_Extracted data entries_
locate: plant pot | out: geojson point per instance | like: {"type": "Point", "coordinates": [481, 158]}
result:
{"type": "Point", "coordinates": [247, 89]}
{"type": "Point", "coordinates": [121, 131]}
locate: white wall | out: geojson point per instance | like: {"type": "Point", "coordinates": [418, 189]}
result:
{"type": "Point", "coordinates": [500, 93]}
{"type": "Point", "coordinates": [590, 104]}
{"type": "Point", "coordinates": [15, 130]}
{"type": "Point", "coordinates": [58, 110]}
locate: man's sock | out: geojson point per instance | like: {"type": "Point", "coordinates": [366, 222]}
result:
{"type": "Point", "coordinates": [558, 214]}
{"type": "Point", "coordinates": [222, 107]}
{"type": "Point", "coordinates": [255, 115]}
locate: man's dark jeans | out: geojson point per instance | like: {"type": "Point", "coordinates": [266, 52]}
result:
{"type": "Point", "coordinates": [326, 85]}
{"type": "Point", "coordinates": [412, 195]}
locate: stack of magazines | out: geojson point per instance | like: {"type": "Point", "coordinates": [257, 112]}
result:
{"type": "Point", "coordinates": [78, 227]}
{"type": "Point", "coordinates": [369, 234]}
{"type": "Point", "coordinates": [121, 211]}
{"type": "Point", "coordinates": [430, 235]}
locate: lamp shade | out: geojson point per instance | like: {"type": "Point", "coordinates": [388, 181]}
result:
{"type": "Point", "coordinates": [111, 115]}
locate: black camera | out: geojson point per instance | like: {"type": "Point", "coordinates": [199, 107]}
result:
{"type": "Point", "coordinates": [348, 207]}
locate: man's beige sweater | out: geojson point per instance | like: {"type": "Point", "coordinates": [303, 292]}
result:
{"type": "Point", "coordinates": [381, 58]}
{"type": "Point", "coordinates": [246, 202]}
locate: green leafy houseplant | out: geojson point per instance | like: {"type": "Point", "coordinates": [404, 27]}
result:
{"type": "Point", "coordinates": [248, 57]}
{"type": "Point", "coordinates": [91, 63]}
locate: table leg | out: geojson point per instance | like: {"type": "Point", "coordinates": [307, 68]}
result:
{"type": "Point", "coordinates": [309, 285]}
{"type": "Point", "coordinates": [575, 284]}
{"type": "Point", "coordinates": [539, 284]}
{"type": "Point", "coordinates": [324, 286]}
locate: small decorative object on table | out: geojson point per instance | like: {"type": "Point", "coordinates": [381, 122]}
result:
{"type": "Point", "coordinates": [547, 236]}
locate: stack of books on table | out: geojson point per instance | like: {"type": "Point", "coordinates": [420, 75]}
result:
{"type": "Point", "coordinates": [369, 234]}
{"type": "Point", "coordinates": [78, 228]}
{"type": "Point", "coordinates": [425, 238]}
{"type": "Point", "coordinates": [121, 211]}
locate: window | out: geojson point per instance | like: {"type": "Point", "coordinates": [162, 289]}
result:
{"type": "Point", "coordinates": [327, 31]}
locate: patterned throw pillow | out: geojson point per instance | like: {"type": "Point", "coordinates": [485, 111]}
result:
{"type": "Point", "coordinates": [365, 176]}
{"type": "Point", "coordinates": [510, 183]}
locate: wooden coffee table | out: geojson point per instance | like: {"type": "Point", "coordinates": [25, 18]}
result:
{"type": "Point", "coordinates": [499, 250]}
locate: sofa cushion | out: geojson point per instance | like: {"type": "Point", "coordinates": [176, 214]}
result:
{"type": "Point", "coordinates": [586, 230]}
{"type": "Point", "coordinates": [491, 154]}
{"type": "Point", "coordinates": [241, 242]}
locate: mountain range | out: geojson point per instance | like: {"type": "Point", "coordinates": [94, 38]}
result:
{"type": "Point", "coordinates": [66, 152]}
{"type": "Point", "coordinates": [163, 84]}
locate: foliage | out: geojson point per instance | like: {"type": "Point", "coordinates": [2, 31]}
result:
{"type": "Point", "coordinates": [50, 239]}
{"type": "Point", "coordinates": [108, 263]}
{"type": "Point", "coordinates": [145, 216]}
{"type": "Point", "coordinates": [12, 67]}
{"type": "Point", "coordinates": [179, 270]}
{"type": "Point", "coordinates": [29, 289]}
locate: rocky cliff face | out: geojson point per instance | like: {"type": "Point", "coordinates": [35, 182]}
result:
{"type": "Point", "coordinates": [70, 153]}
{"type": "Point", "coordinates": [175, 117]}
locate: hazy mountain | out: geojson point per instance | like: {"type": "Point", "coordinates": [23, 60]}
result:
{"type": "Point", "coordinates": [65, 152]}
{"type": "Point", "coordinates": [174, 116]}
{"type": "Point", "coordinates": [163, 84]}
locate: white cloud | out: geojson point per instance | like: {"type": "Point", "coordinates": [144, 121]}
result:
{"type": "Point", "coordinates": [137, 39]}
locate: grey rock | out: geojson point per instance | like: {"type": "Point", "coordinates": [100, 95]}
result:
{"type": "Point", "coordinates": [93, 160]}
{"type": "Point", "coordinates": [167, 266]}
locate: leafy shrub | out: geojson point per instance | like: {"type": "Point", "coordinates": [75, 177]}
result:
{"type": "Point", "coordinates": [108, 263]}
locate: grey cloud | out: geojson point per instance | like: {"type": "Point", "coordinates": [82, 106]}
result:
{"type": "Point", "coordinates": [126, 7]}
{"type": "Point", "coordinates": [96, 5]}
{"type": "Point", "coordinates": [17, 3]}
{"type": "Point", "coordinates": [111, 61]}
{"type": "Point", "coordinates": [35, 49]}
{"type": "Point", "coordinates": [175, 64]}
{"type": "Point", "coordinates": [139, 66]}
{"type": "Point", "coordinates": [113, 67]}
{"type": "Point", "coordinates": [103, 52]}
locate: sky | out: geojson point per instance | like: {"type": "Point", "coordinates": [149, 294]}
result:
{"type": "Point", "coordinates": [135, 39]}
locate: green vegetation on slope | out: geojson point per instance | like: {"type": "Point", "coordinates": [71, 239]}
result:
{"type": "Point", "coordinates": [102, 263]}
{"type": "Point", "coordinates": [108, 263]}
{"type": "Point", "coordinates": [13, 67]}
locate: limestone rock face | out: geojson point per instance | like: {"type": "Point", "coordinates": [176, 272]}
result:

_Required task_
From the line containing "locate: sky |" down to the final line of the data, write out every line exactly; both the first and last of these belong in your answer, and nothing else does.

_Solution to this problem_
locate: sky | out: geojson point per instance | like: {"type": "Point", "coordinates": [149, 294]}
result:
{"type": "Point", "coordinates": [135, 39]}
locate: green vegetation on slope | out: geojson point per instance | like: {"type": "Point", "coordinates": [71, 239]}
result:
{"type": "Point", "coordinates": [102, 263]}
{"type": "Point", "coordinates": [108, 263]}
{"type": "Point", "coordinates": [13, 67]}
locate: limestone rock face | out: geojson point per instance | like: {"type": "Point", "coordinates": [176, 272]}
result:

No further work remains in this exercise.